▶ **Brief**: Reproduce every one of the following items verbatim, altering nothing.

Start Material for this exercise

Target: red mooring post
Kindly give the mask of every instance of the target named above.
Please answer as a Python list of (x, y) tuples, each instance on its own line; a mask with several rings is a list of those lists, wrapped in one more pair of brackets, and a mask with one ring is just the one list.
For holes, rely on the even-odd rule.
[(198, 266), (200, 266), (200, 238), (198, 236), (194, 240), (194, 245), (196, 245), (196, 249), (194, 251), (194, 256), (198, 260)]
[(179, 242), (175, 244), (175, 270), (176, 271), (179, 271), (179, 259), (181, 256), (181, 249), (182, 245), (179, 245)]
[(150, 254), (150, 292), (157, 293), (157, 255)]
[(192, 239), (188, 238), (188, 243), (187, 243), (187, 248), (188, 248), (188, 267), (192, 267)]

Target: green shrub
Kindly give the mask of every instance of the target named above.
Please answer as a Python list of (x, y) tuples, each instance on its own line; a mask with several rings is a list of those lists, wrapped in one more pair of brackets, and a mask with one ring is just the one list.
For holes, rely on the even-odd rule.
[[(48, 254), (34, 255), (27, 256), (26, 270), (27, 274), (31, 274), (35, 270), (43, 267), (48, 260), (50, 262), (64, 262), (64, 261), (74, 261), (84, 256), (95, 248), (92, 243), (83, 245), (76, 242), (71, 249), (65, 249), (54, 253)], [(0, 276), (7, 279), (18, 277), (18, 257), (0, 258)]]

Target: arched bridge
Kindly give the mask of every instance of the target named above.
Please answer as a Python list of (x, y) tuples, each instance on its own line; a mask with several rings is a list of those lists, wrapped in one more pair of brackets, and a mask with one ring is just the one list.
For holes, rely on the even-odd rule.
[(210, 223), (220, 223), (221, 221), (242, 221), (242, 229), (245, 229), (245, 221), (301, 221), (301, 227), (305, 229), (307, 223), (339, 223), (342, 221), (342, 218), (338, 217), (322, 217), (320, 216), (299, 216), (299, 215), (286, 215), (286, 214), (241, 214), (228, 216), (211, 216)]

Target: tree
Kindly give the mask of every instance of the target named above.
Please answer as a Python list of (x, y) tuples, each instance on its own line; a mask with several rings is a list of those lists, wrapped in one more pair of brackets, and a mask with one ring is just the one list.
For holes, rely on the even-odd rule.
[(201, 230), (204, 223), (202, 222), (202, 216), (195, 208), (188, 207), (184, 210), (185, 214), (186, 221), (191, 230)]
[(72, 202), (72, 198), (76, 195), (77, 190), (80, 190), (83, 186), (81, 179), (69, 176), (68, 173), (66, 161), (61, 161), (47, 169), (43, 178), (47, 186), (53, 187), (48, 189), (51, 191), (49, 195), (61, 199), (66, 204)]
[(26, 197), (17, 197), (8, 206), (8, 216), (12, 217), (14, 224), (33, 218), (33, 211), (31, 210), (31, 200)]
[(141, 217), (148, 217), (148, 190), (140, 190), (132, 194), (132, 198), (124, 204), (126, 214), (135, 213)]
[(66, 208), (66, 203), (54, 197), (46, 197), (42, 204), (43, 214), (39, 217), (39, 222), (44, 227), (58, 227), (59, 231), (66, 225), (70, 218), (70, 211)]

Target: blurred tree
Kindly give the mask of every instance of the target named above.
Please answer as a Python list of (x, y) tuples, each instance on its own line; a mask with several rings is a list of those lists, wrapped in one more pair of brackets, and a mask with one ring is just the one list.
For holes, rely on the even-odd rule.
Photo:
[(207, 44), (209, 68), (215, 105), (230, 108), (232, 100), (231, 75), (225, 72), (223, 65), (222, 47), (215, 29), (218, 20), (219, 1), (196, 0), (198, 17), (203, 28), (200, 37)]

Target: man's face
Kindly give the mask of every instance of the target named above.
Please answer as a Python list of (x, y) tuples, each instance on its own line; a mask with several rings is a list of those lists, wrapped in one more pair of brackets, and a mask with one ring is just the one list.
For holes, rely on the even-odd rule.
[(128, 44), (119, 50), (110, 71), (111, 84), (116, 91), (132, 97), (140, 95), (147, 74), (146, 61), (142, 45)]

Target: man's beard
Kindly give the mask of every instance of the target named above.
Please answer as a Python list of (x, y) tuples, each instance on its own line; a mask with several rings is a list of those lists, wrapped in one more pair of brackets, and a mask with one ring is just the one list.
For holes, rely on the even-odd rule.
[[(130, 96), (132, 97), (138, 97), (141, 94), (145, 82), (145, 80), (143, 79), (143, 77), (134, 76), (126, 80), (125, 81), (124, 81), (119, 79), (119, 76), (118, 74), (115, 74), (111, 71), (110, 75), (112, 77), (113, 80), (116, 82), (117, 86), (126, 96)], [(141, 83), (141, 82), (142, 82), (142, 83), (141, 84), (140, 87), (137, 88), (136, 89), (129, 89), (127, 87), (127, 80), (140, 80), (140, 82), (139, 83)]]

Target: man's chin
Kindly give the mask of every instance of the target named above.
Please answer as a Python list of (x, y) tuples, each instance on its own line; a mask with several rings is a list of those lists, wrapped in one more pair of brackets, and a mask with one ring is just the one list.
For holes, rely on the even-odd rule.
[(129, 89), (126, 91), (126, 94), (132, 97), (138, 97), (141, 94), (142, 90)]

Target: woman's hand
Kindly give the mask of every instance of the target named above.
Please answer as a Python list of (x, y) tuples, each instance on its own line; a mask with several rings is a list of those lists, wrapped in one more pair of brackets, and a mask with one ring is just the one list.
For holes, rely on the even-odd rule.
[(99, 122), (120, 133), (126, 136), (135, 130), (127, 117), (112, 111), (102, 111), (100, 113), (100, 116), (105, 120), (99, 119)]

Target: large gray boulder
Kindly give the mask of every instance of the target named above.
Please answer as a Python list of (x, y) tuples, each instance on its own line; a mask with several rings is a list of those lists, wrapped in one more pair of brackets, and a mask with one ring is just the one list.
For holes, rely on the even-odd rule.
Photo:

End Material for this exercise

▶ **Result for this exercise**:
Target: red mooring post
Kindly give the mask of every instance of the target named above.
Please answer as a Python list of (x, y) tuples, each instance on its own line; a mask with several rings is a list of those lists, wrapped in one more pair of brackets, and a mask with one ring is just the one list.
For holes, rely on the even-odd rule.
[(198, 266), (200, 266), (200, 238), (198, 236), (194, 240), (194, 245), (196, 245), (196, 249), (194, 251), (194, 256), (198, 260)]
[(179, 242), (175, 244), (175, 270), (176, 271), (179, 271), (179, 259), (181, 256), (181, 249), (182, 245), (179, 245)]
[(150, 254), (150, 292), (157, 293), (157, 255)]
[(192, 239), (188, 238), (188, 243), (187, 243), (187, 248), (188, 248), (188, 267), (192, 267)]

Target: green shrub
Kindly give the mask of every instance of the target named above.
Please answer as a Python list of (x, y) tuples, each instance on its own line; a mask with several rings is a list of those lists, wrapped in one more pair of brackets, and a mask with one ring is just the one list.
For holes, rely on the even-odd rule.
[[(48, 254), (34, 255), (27, 256), (26, 270), (27, 274), (31, 274), (35, 270), (43, 267), (48, 260), (50, 262), (64, 262), (64, 261), (74, 261), (84, 256), (95, 248), (92, 243), (83, 245), (76, 242), (71, 249), (65, 249), (54, 253)], [(0, 276), (7, 279), (18, 277), (18, 257), (0, 258)]]

Target: arched bridge
Kindly give the mask of every instance of the target named above.
Please answer as a Python list of (x, y) tuples, each instance on its own line; a mask with several rings is a list of those lists, wrapped in one more pair of brackets, and a mask with one ring is just the one list.
For holes, rely on the even-odd rule.
[(210, 223), (220, 223), (221, 221), (242, 221), (242, 229), (245, 229), (245, 221), (301, 221), (301, 227), (305, 229), (307, 223), (339, 223), (342, 221), (342, 218), (338, 217), (322, 217), (320, 216), (299, 216), (299, 215), (286, 215), (286, 214), (241, 214), (228, 216), (211, 216)]

Target: tree
Kindly give the mask of every instance of the target named above.
Please answer as a Python list of (x, y) tuples, each instance on its own line; a mask with several rings is a list of those lists, wrapped in one more pair of brackets, and a mask with one ring is just the one list.
For holes, rely on the even-odd rule.
[(201, 230), (204, 223), (202, 222), (202, 216), (195, 208), (188, 207), (184, 210), (185, 214), (186, 221), (191, 230)]
[(72, 202), (72, 198), (76, 195), (77, 190), (80, 190), (83, 186), (81, 179), (69, 176), (68, 173), (66, 161), (61, 161), (47, 169), (43, 178), (47, 186), (53, 187), (48, 189), (51, 191), (49, 195), (61, 199), (66, 204)]
[(26, 197), (17, 197), (8, 206), (8, 216), (12, 217), (14, 224), (33, 218), (33, 211), (31, 210), (31, 200)]
[(141, 217), (148, 217), (148, 190), (140, 190), (132, 194), (132, 198), (124, 204), (126, 214), (135, 213)]
[(66, 208), (66, 203), (54, 197), (46, 197), (42, 204), (43, 214), (39, 217), (39, 222), (44, 227), (58, 227), (59, 231), (66, 225), (70, 218), (70, 211)]

Target: blurred tree
Kindly give the mask of every instance of the target named above.
Please answer as a Python list of (x, y) tuples, each instance on its own line; a mask with several rings is a list of those lists, wrapped in one more pair of brackets, and a mask with one ring is just the one list.
For holes, rely on the even-odd rule.
Photo:
[(207, 44), (209, 68), (215, 105), (230, 108), (232, 100), (231, 75), (225, 72), (223, 65), (222, 47), (215, 29), (218, 20), (219, 1), (196, 0), (198, 17), (203, 28), (200, 37)]

Target: man's face
Kindly give the mask of every instance of the target named above.
Please answer as a Python list of (x, y) tuples, each instance on its own line; a mask with several rings is a list of those lists, wrapped in one more pair of brackets, and a mask with one ring is just the one list.
For holes, rely on the even-odd rule.
[(128, 44), (119, 50), (110, 71), (111, 84), (116, 91), (132, 97), (140, 95), (147, 74), (146, 61), (142, 45)]

Target: man's beard
Kindly give the mask of every instance of the target named above.
Please answer as a Python list of (x, y) tuples, each instance on its own line; a mask with several rings is a list of those lists, wrapped in one more pair of brackets, and a mask with one ring is just the one list.
For holes, rely on the even-odd rule.
[[(130, 96), (132, 97), (138, 97), (141, 94), (145, 82), (145, 80), (143, 79), (143, 77), (134, 76), (126, 80), (125, 81), (124, 81), (119, 79), (119, 76), (118, 74), (115, 74), (111, 71), (110, 75), (112, 77), (113, 80), (116, 82), (117, 86), (126, 96)], [(141, 83), (141, 82), (142, 82), (142, 83), (141, 84), (140, 87), (137, 88), (136, 89), (129, 89), (127, 87), (127, 80), (140, 80), (140, 82), (139, 83)]]

Target: man's chin
Kindly give the mask of every instance of the target named above.
Please answer as a Python list of (x, y) tuples, each instance on its own line; a mask with several rings is a list of those lists, wrapped in one more pair of brackets, and a mask with one ring is just the one list.
For holes, rely on the even-odd rule.
[(129, 89), (126, 91), (126, 94), (132, 97), (138, 97), (141, 94), (142, 90)]

Target: woman's hand
Kindly give the mask of every instance of the target named above.
Please answer as a Python list of (x, y) tuples, each instance on its own line; a mask with several rings is a list of those lists, wrapped in one more pair of brackets, and a mask with one ring is just the one list.
For holes, rely on the even-odd rule.
[(99, 122), (120, 133), (126, 136), (135, 130), (127, 117), (112, 111), (102, 111), (100, 113), (100, 116), (105, 120), (99, 119)]

Target: large gray boulder
Kindly give the mask of every instance of the target named above.
Please answer as a Python list of (x, y) tuples, each instance on its own line; a mask with several rings is a list of those lists, wrapped in one more pair of brackets, and a mask with one ring is just the one list.
For holes, rely on the even-odd rule.
Photo:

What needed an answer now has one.